**REQUIRED ACTION**
Quote the reflection on Karen and Lawrence word for word, between "Fast forward her" and "year life expectancy.", inclusive.

**SELECTED PASSAGE**
There’s a poetic beauty in a woman writing the praises of her husband she’s admired and loved for decades. My friend, Karen, penned a perfect example of this as she reflected on her 36 years with Lawrence. A shortened version of her essay:
“Lawrence at twenty-eight looked good and had an athletic build with great looking legs. His hair was predominantly brown. His front hairline receded some, and he said “It’s just slipping off the top.” His hairy chest, arms, and legs looked like my teenage dream of a husband.
In the first week of our honeymoon he began a lifelong collection of rocks. At his request, the stonemason cemented two of our “honeymoon rocks” and others from our travels in our stone fireplace.
As I reflect on my memory of those first weeks, clues abounded about my husband: his love for his family, being out in nature, the ability to laugh at himself, and the nature of my future life.
Our favorite, evening ritual of sitting around a campfire commenced sometimes even before the sunset. The smell of pine straw, wood, and leaves burning was like no other. The ‘sit and stare time’ before a leaping, colorful fire mesmerized us all before bedtime.”
Fast forward her essay and Karen solemnly describes her last days with Lawrence:
“The abbreviated version is this; the dermatologist removed the first squamous cell from Lawrence’s right frontal scalp. The cancer was on the nerve which microscopically looked like flower petals around a stem. The internet prognosis said a five to ten year life expectancy.
Lawrence chose regardless, to live his life to the fullest. He intended to go out from this life by sliding into Heaven’s home base as he departed. His character qualities of joy, gentleness, kindness, patience, and love shown to children and parents alike brightened the community that year.
His family and even his rock collection stand as memorials to his life. His last adventure took him to Heaven. I yearn to know more about Heaven. I am in no hurry to get there, but when I do, it will be forever, and Home.”
“Psalm 139:16 in my own words says, “Before the day we were born, God knew the day he would call us home.”
In the midst of my own tears from reading Karen’s essay, I composed “Soothing Stones.”
Thank you, Karen, for sharing with us a bit of your time with Lawrence, for providing the spark and kindling for “Soothing Stones,” and for allowing me to share it with others.

**DATA SUPPLIED**
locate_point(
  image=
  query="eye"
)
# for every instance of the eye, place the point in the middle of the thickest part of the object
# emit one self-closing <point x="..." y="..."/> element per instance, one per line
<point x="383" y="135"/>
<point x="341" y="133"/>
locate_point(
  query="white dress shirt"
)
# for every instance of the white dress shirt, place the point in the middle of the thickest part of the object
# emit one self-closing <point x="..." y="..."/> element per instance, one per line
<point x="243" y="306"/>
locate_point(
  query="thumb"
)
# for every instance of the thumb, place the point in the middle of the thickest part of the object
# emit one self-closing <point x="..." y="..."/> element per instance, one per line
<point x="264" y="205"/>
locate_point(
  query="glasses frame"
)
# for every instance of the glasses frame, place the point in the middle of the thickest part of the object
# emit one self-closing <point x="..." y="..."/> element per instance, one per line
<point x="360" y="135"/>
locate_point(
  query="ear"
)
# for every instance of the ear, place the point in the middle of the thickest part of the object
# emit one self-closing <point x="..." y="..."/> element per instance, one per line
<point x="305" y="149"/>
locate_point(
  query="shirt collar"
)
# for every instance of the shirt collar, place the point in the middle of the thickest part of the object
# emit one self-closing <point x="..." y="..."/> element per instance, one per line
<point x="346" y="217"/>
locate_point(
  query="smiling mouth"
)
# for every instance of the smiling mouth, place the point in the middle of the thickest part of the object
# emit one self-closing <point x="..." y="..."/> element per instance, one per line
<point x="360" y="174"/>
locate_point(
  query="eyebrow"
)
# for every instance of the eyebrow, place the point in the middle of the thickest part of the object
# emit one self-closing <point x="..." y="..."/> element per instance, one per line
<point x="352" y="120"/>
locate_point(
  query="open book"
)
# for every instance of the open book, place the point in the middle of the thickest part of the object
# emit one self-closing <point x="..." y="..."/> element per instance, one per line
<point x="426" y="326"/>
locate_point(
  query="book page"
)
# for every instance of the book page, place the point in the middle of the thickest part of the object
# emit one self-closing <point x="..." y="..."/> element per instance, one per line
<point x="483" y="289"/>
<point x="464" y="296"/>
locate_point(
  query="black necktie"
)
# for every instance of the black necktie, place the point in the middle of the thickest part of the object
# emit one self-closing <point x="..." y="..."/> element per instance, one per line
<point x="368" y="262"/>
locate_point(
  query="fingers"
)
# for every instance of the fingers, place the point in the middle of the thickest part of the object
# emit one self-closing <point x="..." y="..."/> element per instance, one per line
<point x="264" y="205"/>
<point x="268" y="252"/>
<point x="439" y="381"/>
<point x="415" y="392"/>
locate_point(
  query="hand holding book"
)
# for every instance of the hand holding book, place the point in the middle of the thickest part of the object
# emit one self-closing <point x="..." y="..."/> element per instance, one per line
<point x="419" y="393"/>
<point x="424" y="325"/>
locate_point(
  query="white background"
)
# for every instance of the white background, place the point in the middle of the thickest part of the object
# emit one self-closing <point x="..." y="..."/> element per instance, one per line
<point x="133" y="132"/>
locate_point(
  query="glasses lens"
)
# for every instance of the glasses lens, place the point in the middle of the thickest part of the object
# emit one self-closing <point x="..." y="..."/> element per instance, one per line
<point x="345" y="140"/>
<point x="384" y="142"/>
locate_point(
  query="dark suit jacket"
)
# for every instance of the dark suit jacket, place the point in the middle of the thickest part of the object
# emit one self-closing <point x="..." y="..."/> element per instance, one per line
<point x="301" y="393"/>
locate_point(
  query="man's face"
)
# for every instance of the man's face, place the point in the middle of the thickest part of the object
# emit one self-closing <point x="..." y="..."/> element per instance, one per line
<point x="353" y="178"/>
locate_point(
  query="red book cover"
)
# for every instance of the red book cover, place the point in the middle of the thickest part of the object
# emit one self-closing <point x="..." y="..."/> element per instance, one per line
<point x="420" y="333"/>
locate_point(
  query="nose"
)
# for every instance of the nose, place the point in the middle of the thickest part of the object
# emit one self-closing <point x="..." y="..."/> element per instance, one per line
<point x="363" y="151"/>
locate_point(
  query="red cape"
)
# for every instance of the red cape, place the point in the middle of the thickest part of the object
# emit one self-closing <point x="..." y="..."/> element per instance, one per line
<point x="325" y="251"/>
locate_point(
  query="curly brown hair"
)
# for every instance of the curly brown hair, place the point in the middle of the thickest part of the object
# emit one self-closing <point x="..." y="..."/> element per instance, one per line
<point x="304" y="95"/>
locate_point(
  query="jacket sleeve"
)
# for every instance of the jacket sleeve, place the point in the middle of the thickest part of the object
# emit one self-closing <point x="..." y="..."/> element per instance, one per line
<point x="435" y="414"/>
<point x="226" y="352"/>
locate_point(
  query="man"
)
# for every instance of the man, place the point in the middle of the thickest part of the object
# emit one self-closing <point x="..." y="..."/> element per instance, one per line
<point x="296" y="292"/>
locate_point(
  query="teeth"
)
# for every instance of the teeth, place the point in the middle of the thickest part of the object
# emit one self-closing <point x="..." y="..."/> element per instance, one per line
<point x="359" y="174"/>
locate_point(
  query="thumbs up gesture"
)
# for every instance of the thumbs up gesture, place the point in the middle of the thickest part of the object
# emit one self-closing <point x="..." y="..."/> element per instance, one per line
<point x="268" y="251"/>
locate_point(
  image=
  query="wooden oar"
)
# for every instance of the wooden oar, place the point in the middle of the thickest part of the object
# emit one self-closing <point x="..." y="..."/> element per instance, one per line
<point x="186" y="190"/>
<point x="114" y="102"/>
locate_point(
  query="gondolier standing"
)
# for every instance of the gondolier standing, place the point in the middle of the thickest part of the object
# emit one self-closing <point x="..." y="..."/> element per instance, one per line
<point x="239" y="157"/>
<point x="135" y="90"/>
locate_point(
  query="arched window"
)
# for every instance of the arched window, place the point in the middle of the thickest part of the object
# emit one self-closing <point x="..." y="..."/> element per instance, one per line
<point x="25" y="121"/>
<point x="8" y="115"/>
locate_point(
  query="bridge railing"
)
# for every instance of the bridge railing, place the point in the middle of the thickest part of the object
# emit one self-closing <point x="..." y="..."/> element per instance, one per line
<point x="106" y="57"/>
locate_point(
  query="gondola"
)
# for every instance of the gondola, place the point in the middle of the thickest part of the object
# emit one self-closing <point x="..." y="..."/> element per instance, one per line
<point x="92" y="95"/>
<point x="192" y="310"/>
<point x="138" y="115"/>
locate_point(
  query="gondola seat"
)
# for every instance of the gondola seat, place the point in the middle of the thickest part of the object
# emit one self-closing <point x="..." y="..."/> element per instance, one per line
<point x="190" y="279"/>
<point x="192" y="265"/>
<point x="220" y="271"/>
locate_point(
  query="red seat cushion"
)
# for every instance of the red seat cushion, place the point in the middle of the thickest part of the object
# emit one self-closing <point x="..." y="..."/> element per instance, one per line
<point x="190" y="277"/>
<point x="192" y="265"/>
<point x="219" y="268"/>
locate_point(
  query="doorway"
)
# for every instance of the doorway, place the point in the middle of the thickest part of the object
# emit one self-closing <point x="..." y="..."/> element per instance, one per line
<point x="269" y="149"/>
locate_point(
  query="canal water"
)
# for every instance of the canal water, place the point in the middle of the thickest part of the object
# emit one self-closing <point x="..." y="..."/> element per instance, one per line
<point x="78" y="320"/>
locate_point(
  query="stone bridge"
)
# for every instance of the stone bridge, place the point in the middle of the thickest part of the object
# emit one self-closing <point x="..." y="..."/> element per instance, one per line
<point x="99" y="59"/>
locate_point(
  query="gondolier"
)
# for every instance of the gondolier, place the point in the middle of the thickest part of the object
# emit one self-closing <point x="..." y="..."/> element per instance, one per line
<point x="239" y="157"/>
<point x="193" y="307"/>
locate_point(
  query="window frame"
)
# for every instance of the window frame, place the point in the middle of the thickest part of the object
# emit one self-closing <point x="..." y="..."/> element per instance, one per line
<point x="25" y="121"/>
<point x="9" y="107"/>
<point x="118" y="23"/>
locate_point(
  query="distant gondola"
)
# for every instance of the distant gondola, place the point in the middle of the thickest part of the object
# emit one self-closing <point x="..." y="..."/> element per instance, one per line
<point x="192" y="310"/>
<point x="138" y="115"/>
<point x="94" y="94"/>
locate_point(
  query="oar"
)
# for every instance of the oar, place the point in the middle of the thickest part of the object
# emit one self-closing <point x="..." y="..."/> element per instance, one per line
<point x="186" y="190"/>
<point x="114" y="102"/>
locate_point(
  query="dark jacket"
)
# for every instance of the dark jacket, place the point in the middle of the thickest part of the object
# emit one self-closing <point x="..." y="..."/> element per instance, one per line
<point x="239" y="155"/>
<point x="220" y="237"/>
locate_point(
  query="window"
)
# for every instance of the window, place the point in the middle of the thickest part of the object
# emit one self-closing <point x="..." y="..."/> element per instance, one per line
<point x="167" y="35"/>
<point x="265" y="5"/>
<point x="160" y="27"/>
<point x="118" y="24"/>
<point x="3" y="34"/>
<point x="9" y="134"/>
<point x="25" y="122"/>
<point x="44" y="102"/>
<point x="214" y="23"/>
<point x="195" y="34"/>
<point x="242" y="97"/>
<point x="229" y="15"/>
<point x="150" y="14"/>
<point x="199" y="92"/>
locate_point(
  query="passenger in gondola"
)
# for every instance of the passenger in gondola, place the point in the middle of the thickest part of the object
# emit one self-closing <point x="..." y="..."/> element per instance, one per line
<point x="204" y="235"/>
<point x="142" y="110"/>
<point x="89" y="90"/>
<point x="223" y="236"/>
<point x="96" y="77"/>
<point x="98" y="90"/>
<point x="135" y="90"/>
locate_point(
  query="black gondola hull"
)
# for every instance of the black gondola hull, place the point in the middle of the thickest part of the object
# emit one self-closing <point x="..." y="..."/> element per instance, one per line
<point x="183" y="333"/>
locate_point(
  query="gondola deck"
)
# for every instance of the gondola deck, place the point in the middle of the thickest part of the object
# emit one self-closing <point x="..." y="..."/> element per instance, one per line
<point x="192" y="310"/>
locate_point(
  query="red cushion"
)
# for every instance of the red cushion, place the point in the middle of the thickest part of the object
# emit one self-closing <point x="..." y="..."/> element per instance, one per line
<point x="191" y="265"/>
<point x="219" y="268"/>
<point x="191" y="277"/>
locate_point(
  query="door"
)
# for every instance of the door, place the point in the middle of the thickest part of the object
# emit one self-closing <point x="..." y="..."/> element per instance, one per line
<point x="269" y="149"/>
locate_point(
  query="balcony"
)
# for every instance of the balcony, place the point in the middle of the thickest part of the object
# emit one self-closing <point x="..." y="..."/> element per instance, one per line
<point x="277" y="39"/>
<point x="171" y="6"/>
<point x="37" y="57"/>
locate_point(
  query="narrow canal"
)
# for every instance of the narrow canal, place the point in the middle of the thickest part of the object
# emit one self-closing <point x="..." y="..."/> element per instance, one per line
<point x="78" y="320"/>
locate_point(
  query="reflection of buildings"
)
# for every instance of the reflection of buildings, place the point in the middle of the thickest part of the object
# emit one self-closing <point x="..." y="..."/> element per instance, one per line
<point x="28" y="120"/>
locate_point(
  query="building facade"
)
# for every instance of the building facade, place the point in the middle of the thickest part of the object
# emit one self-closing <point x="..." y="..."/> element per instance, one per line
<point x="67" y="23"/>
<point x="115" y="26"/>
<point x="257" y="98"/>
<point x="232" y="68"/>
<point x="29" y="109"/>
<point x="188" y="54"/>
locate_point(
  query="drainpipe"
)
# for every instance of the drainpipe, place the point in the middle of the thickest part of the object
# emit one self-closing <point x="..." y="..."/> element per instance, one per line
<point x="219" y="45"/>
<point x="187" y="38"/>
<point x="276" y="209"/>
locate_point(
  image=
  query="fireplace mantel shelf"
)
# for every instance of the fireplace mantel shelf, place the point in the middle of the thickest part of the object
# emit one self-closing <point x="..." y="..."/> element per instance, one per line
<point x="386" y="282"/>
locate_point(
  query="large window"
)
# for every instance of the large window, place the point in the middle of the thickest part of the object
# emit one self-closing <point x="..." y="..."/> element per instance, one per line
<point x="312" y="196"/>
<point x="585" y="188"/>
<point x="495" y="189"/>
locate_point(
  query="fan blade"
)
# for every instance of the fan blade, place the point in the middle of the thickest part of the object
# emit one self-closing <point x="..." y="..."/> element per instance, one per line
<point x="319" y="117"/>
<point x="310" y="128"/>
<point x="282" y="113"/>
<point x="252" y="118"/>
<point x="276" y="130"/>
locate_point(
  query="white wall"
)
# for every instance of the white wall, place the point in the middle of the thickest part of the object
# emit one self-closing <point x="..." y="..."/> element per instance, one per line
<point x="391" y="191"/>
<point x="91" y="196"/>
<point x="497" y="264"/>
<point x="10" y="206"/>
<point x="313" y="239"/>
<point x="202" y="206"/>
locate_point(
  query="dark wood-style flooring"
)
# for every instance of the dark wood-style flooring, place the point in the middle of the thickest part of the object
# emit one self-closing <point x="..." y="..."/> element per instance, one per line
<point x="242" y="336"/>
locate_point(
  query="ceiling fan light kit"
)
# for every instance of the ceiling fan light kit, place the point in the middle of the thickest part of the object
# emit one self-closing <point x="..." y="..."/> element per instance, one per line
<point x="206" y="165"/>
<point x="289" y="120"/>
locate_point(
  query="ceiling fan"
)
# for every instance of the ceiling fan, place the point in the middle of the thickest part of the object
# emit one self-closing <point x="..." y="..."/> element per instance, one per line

**EXPECTED ANSWER**
Fast forward her essay and Karen solemnly describes her last days with Lawrence:
“The abbreviated version is this; the dermatologist removed the first squamous cell from Lawrence’s right frontal scalp. The cancer was on the nerve which microscopically looked like flower petals around a stem. The internet prognosis said a five to ten year life expectancy.